Amin Mohseni-Cheraghlou's picture

The Middle East and North Africa (MENA) region is home to about 70 million of the world’s poor (living on less than two dollars per day) and 20 million of the world’s extremely poor (living on less than US$1.25 per day). According to a recent Gallup survey, 95 percent of the adults residing in MENA define themselves as religiously observant. The combination of these two facts has produced a growing interest in Islamic finance as a possible tool for reducing poverty through financial inclusion among the region’s religiously conscious Muslim population (see Mohieldin et al. 2011).

Uneven access to financial services and instruments that are compliant with Shari’ah, or Islamic law, could be one of the contributing reasons for the low number of bank accounts in the MENA region. A mere 18 percent of adults (above the age of 15) have accounts in formal financial institutions, the lowest in the world (Figure 1). There is ample evidence that, if done correctly, increasing access to and the use of various financial services can help both reduce poverty and its severity (for example see Burgess and Pande 2005 and Beck, Demirgüç-Kunt and Levine 2007 among many). With no access to financial services, many of the poor in MENA will continue to be trapped in poverty with little to no chance of escaping it in the foreseeable future.

---*---

Assigned task 1: In the passage on poverty in the Middle East and North Africa, what share of adults in the region hold accounts at formal financial institutions?
The rows below have nothing to do with the passage on poverty in the Middle East and North Africa.

Data in this exercise:
---*---

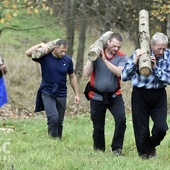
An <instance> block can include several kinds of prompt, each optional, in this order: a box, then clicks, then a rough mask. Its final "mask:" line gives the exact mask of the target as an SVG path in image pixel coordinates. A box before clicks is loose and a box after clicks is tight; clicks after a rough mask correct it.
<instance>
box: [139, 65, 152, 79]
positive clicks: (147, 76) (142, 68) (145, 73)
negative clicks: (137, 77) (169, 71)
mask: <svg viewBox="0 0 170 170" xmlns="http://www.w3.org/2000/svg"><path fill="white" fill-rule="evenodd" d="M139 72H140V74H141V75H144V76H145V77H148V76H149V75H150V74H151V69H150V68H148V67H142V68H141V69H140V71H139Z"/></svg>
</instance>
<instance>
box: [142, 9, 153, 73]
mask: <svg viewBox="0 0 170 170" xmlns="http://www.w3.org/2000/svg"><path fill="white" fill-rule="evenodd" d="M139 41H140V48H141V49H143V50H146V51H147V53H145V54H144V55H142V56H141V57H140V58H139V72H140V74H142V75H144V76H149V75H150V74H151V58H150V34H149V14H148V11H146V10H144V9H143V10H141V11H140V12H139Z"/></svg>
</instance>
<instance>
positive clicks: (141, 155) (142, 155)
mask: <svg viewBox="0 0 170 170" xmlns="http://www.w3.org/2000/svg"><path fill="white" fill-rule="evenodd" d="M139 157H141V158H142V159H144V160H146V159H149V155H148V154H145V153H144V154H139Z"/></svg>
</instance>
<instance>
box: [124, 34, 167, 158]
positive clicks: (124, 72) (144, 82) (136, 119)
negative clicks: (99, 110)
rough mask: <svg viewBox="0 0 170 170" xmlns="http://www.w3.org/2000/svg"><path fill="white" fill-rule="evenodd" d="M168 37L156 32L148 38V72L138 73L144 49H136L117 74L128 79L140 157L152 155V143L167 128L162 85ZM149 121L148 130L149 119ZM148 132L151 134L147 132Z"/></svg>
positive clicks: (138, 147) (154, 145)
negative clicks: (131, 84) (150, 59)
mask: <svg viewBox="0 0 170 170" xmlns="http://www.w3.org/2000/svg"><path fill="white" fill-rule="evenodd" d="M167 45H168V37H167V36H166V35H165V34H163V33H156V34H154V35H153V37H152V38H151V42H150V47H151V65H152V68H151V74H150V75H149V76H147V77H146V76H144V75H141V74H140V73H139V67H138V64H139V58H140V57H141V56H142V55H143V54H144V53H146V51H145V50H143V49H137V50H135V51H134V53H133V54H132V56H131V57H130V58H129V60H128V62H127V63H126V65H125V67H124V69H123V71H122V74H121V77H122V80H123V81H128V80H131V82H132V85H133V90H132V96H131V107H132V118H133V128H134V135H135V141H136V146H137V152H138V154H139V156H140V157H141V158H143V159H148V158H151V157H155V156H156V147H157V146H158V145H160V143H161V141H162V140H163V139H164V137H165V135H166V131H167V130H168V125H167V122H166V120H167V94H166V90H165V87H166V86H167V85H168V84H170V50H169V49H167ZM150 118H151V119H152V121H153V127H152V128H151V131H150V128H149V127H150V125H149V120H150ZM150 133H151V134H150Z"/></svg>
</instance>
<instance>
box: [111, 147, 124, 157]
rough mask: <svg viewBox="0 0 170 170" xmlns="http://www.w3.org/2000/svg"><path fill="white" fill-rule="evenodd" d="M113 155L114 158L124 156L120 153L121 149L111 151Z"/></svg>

---*---

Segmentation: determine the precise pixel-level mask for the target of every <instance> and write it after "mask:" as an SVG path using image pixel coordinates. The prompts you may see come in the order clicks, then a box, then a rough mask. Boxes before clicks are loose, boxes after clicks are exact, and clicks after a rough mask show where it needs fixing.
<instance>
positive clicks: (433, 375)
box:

---*---

Assigned task 2: In the rows, begin at the line that has "negative clicks: (131, 84) (150, 59)" and stop after the line that has "155L114 158L124 156L120". Rewrite only those lines with "rough mask" changed to "coarse mask" and everything else unchanged.

Answer box 1: A mere 18 percent of adults (above the age of 15).

Answer box 2:
negative clicks: (131, 84) (150, 59)
mask: <svg viewBox="0 0 170 170" xmlns="http://www.w3.org/2000/svg"><path fill="white" fill-rule="evenodd" d="M167 45H168V37H167V36H166V35H165V34H163V33H156V34H154V35H153V37H152V38H151V42H150V47H151V65H152V68H151V74H150V75H149V76H147V77H146V76H144V75H141V74H140V73H139V67H138V64H139V58H140V57H141V56H142V55H143V54H144V53H146V51H145V50H143V49H137V50H135V51H134V53H133V54H132V56H131V57H130V58H129V60H128V62H127V63H126V65H125V67H124V69H123V71H122V74H121V77H122V80H123V81H128V80H131V82H132V85H133V90H132V96H131V107H132V118H133V128H134V135H135V141H136V146H137V152H138V154H139V156H140V157H141V158H143V159H148V158H151V157H155V156H156V147H157V146H158V145H160V143H161V141H162V140H163V139H164V137H165V135H166V131H167V130H168V125H167V122H166V120H167V94H166V90H165V87H166V86H167V85H168V84H170V50H169V49H167ZM150 118H151V119H152V121H153V127H152V128H151V131H150V128H149V127H150V125H149V120H150ZM150 133H151V134H150Z"/></svg>
</instance>
<instance>
box: [111, 147, 124, 157]
coarse mask: <svg viewBox="0 0 170 170" xmlns="http://www.w3.org/2000/svg"><path fill="white" fill-rule="evenodd" d="M113 155L114 158L124 156L120 153L121 149L111 151Z"/></svg>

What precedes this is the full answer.